Textauszug:
------------------------

Solidarität am Grenzübergang Irun
Im baskischen Irun (Gipuzkoa) gibt es jeden Tag neue Gesichter – und jeden Tag fehlen andere. Die Flüchtlinge kommen desorientiert an, aber die meisten von ihnen haben ein Ziel vor Augen: den französischen Staat. Viele haben dort Verwandte, andere wollen noch weiter nach Norden. Der erste Schritt ist der über die Grenze. Die Flüchtlinge sind teilweise schon Jahre unterwegs und wollen gegen alle Widerstände auch die letzte Etappe erfolgreich hinter sich bringen. Unterstützt von baskischen Freiwilligen.
Afrikanische Flüchtlinge versuchen über das Baskenland nach Frankreich oder weiter in den europäischen Norden zu kommen. Von den Behörden werden sie ignoriert, aber Nachbarschaftsgruppen sind aktiv, um für das Nötigste zu sorgen: Essen und ein Dach über dem Kopf. Dritter Baskultur-Beitrag zum aktuellen Thema Flüchtlinge im Baskenland.
Im ersten Beitrag wurde die Situation von ankommenden Flüchtlingen in Bilbao beschrieben (1). Im zweiten ging es um Willkommensgesten gegenüber Tourist*innen, die für Flüchtlinge in keinster Weise gelten (2). Im dritten geht es nun um die Situation an der Grenze zwischen dem südbaskischen Gipuzkoa und dem französischen Staat, in den viele gerne weiterreisen wollen.

------------------------

(Einträge aus einem Datensatz)
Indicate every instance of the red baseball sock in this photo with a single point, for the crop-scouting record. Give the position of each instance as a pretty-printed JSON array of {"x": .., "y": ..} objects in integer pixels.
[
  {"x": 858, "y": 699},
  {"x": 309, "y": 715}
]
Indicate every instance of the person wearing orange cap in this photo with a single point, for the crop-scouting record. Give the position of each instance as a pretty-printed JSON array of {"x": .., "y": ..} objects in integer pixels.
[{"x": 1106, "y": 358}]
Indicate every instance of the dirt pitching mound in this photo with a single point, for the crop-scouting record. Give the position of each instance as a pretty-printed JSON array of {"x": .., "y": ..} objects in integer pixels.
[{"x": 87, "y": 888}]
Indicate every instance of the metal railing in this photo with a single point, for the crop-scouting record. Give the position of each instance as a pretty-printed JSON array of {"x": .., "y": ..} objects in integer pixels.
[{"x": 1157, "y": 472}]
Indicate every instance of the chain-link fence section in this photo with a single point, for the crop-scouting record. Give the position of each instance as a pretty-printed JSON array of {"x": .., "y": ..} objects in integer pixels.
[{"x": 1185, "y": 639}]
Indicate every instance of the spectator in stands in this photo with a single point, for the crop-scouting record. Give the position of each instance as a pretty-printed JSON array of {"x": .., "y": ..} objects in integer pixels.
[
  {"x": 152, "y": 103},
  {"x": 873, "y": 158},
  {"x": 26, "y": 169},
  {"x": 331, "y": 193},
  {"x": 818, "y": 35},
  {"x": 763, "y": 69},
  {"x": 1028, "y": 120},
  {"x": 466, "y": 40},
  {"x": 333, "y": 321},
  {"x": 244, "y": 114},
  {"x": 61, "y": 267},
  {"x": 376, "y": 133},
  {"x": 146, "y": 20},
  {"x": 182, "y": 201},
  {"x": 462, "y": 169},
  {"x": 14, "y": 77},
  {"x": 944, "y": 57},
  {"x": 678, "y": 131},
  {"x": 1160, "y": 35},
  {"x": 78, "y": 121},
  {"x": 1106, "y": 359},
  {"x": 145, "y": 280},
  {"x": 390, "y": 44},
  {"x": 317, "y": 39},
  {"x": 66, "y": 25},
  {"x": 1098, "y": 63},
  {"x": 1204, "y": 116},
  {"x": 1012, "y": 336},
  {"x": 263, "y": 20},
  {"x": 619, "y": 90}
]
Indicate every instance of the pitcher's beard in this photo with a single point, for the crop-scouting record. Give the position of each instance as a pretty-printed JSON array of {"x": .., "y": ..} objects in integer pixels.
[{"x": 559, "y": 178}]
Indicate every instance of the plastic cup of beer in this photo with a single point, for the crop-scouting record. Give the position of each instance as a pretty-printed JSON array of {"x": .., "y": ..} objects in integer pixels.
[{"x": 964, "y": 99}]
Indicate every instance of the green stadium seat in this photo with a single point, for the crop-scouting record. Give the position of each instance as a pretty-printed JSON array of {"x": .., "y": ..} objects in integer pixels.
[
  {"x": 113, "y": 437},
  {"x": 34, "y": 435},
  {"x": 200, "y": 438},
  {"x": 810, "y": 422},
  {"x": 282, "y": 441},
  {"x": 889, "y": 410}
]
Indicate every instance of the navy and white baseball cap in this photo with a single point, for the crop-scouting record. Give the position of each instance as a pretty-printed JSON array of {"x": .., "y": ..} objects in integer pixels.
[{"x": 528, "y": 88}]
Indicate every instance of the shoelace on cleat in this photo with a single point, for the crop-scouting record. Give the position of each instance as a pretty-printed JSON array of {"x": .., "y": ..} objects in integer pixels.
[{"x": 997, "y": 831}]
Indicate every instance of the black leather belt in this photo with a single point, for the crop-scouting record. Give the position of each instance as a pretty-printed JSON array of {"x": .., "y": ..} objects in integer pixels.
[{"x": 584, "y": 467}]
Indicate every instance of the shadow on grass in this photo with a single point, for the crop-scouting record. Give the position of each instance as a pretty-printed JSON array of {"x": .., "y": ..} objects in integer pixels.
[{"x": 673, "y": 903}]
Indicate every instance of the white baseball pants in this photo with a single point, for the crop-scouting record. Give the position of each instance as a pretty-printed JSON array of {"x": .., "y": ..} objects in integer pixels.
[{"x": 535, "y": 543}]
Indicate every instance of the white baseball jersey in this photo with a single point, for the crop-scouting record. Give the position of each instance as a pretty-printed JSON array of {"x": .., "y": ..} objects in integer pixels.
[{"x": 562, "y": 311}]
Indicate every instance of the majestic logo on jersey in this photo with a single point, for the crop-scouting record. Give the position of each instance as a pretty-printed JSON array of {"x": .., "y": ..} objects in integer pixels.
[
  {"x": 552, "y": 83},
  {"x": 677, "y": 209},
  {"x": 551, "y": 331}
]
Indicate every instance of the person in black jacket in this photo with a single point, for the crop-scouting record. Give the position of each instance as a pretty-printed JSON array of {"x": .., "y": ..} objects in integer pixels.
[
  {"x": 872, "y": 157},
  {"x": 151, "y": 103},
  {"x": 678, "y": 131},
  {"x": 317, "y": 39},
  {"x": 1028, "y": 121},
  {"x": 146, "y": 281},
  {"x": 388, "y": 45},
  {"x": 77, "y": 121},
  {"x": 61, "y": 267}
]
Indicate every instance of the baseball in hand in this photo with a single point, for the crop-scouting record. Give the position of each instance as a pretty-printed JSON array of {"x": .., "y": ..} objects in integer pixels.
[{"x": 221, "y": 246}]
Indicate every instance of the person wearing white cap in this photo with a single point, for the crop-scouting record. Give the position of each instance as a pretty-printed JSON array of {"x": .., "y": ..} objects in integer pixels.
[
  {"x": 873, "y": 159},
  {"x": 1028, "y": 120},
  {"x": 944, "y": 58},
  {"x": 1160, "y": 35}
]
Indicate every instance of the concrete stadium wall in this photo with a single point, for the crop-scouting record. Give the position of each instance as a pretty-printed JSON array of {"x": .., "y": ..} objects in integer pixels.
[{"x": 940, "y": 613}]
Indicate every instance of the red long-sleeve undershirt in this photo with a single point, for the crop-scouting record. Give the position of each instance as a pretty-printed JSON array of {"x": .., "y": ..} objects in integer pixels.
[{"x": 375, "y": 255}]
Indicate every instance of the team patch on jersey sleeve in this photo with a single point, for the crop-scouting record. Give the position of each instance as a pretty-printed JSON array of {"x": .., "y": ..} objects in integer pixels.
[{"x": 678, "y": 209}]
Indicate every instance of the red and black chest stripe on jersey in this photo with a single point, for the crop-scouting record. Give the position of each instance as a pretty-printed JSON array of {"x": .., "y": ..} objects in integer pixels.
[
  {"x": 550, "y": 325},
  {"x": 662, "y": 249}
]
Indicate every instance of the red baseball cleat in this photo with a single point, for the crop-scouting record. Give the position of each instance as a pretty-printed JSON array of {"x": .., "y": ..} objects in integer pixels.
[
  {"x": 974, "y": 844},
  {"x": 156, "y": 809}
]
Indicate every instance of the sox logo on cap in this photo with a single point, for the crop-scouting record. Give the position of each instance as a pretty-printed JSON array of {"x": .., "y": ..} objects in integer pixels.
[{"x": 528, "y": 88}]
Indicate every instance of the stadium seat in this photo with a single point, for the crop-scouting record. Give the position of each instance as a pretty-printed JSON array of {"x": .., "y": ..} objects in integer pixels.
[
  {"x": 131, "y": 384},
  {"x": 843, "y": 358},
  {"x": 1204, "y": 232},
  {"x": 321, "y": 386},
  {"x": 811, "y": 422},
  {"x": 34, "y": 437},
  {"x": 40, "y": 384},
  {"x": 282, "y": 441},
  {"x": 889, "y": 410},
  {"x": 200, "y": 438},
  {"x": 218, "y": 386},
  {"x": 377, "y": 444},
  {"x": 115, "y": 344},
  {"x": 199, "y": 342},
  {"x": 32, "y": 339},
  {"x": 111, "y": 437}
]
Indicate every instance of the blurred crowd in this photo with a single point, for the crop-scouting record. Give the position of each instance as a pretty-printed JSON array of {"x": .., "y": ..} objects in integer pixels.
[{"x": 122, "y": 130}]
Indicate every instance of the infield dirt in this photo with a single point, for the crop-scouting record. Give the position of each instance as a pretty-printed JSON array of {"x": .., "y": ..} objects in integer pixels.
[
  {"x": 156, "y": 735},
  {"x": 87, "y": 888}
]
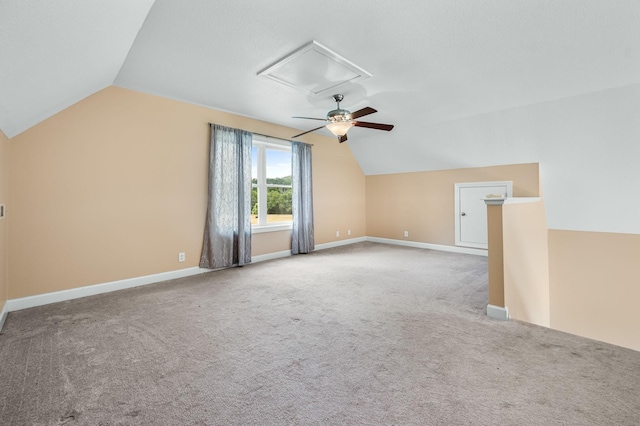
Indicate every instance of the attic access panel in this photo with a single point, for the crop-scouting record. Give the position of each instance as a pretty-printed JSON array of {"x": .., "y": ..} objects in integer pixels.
[{"x": 314, "y": 70}]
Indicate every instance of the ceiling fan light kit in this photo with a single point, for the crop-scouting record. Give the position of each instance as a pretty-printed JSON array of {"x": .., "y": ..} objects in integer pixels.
[{"x": 339, "y": 121}]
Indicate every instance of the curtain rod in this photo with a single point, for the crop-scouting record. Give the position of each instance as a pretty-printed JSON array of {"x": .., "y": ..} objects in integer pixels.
[{"x": 269, "y": 136}]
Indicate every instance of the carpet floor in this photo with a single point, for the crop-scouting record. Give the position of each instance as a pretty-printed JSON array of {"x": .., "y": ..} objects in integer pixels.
[{"x": 365, "y": 334}]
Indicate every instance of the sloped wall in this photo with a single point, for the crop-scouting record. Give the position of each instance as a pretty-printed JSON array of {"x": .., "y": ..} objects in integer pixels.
[{"x": 114, "y": 187}]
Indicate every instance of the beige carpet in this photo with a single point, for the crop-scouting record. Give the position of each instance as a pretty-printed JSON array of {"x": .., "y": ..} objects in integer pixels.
[{"x": 364, "y": 334}]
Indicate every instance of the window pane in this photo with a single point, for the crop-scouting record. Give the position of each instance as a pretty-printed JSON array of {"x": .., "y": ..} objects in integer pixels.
[
  {"x": 279, "y": 205},
  {"x": 278, "y": 199},
  {"x": 254, "y": 165},
  {"x": 279, "y": 167}
]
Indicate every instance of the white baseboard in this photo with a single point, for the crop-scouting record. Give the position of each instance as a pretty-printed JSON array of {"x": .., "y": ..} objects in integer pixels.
[
  {"x": 3, "y": 316},
  {"x": 454, "y": 249},
  {"x": 498, "y": 312},
  {"x": 91, "y": 290},
  {"x": 280, "y": 254},
  {"x": 270, "y": 256},
  {"x": 340, "y": 243}
]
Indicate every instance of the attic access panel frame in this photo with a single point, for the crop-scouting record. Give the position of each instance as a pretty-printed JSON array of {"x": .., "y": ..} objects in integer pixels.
[{"x": 314, "y": 70}]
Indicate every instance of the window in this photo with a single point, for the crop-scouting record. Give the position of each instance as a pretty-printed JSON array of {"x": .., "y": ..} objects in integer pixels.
[{"x": 271, "y": 184}]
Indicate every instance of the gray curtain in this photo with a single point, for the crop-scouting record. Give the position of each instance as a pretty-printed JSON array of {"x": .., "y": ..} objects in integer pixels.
[
  {"x": 302, "y": 198},
  {"x": 227, "y": 231}
]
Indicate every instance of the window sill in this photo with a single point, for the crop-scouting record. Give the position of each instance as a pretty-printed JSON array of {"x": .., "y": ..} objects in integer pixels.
[{"x": 256, "y": 229}]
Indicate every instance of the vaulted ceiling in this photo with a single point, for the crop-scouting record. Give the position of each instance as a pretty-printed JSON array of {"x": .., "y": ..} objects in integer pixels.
[{"x": 432, "y": 61}]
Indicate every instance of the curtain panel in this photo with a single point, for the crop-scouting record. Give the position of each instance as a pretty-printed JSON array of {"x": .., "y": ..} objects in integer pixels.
[
  {"x": 302, "y": 239},
  {"x": 227, "y": 232}
]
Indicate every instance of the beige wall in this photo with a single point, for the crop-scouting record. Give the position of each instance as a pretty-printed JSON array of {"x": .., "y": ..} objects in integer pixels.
[
  {"x": 526, "y": 262},
  {"x": 595, "y": 285},
  {"x": 496, "y": 255},
  {"x": 115, "y": 186},
  {"x": 423, "y": 202},
  {"x": 4, "y": 192}
]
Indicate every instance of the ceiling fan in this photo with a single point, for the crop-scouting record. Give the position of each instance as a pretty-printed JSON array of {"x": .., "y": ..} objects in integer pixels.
[{"x": 339, "y": 121}]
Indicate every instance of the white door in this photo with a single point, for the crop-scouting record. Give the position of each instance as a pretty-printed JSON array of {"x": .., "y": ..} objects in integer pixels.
[{"x": 471, "y": 211}]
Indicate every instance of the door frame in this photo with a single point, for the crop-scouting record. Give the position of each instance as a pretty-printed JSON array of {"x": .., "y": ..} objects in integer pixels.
[{"x": 456, "y": 211}]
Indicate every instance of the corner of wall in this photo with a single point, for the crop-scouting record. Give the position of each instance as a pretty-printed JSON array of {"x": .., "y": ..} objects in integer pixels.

------------------------

Aufgabe: Fassen Sie den Absatz des Textauszugs, der mit „Im baskischen Irun“ beginnt, als kurze Liste zusammen, ohne seine wichtigsten Fakten auszulassen.

Lösung:
- In Irun (Gipuzkoa) tauchen jeden Tag neue Gesichter auf, andere fehlen.
- Die Flüchtlinge kommen desorientiert an, die meisten wollen aber in den französischen Staat.
- Viele haben dort Verwandte, andere wollen noch weiter nach Norden.
- Der erste Schritt ist der Weg über die Grenze.
- Manche sind schon Jahre unterwegs und wollen auch die letzte Etappe gegen alle Widerstände schaffen.
- Baskische Freiwillige unterstützen sie dabei.